**PROBLEM STATEMENT:** Format the lines from the one containing "Indicate a point on each instance of the advertisement" through the one containing "[(168, 100), (190, 106), (270, 29)]", inclusive, as a two-column CSV with the headers text and answer. Put each text and its answer in one row, with each value in a single quoted field and line breaks replaced by spaces.
----- SUPPLIED ENTRIES
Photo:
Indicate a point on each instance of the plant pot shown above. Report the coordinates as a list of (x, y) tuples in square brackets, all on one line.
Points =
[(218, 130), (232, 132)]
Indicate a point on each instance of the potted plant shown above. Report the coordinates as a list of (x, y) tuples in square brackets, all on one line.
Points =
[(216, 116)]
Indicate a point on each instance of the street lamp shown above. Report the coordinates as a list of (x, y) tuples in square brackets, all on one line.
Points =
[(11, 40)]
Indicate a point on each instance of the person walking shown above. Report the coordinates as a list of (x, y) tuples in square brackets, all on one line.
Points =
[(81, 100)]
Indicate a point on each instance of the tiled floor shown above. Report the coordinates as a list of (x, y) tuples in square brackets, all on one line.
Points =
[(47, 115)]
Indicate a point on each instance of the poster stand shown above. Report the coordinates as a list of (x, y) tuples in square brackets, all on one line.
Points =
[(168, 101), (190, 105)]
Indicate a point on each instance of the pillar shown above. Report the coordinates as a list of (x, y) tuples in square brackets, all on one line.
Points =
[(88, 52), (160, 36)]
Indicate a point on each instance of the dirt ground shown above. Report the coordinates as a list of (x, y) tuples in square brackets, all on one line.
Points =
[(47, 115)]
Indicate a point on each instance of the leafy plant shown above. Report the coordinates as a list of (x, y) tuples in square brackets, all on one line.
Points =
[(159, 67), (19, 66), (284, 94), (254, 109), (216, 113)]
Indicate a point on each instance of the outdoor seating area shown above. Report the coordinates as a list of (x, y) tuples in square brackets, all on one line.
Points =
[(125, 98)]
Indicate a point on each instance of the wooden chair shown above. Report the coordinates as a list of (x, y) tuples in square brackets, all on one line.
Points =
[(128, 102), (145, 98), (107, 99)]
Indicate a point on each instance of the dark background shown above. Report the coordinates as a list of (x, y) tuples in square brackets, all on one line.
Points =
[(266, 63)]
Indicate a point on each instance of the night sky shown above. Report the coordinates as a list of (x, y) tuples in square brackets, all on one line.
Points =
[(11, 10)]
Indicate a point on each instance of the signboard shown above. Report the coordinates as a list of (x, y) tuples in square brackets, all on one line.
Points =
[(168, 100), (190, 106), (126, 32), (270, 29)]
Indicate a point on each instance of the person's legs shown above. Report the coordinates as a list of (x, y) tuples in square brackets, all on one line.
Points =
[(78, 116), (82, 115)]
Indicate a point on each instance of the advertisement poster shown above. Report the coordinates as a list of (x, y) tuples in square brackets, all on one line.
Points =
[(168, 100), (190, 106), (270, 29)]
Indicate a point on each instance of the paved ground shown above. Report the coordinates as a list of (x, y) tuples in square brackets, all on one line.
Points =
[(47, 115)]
----------
**EXERCISE RESPONSE:**
text,answer
"Indicate a point on each instance of the advertisement poster shown above. Report the coordinates as a list of (x, y) tuples in square brackets, all on one line. Points =","[(168, 100), (190, 106), (270, 29)]"